[Opening Extracted text section]
Open ValdikSS opened 1 year ago
Hi @ValdikSS
Ouch. That is bad behavior.
As much as I use usb wifi adapters, I never find the need to use that specific command so I can see why I would have missed this. May I ask what you are trying to accomplish?
Nick
I never find the need to use that specific command so I can see why I would have missed this. May I ask what you are trying to accomplish?
I'm trying to use rtl8811cu on OpenWrt 22.03.3, and this is what is does internally.
It locks here: https://github.com/morrownr/8821cu-20210916/blob/8cb0ee17015ed4453d9d9652004802745895f7a8/os_dep/linux/os_intfs.c#L2219
I'm not sure which exact mutex/semaphore should not be acquired for unregister_netdevice.
I took a look at where it locks today. I also tried to see when the last time that code was modified and could not determine when. It appears this code has not been touched in a long time and it is the same code is other WiFi 5 generation Realtek drivers so the search has to continue for a hint as to what could be causing this.
[Closing Extracted text section]
Complete the following:
1: Answer these questions about the Realtek driver thread, one line each, marking your answers (a), (b) and (c):
(a) Which OpenWrt version is the rtl8811cu being used on?
(b) What is the poster unsure about in connection with unregister_netdevice?
(c) According to the last reply, which other drivers contain the same code?
2: Write the next reply in the Realtek driver thread above, picking up after its last message.
[Opening Data extract section]
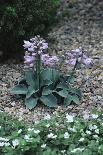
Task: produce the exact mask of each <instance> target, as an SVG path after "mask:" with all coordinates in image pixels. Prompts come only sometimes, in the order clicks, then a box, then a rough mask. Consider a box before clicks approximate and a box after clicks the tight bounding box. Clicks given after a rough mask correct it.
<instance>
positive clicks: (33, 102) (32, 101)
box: [25, 97, 38, 110]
[Closing Data extract section]
Numbered responses:
1:
(a) OpenWrt 22.03.3
(b) Which exact mutex/semaphore should not be acquired for unregister_netdevice
(c) Other WiFi 5 generation Realtek drivers

2:
I use OpenWRT but only with adapters that use in-kernel drivers. I have no experience trying to use Realtek drivers on OpenWRT.
Have you tried the command on other platforms? x86_64 or ARM64?
I am hesitant to start playing with code until such time as we can narrow down whether this is an issue that affects more than just OpenWRT.
I am testing on a Debian 11.6 x86_64 now, just happen to be created a VM so figured I would try to replicate the issue. @ValdikSS, what specific release of OpenWRT are you using? I happen to be familiar with OpenWRT. What hardware? Might be worth testing on OpenWRT for x86 as well.
@Jibun-no-Kage, OpenWrt 22.03.3, x86 "generic" VM. https://downloads.openwrt.org/releases/22.03.3/targets/x86/generic/
Cool, that is what I needed to know, I will test on x86 generic OpenWRT as well. As for using the specific command, we pretty much all used NetworkManager in testing, Even when I did use iw I don't believe I ever have deleted an interface that way. Usually just replaced the entire configuration from scratch.
So x86_64, Debian 11.6, test results...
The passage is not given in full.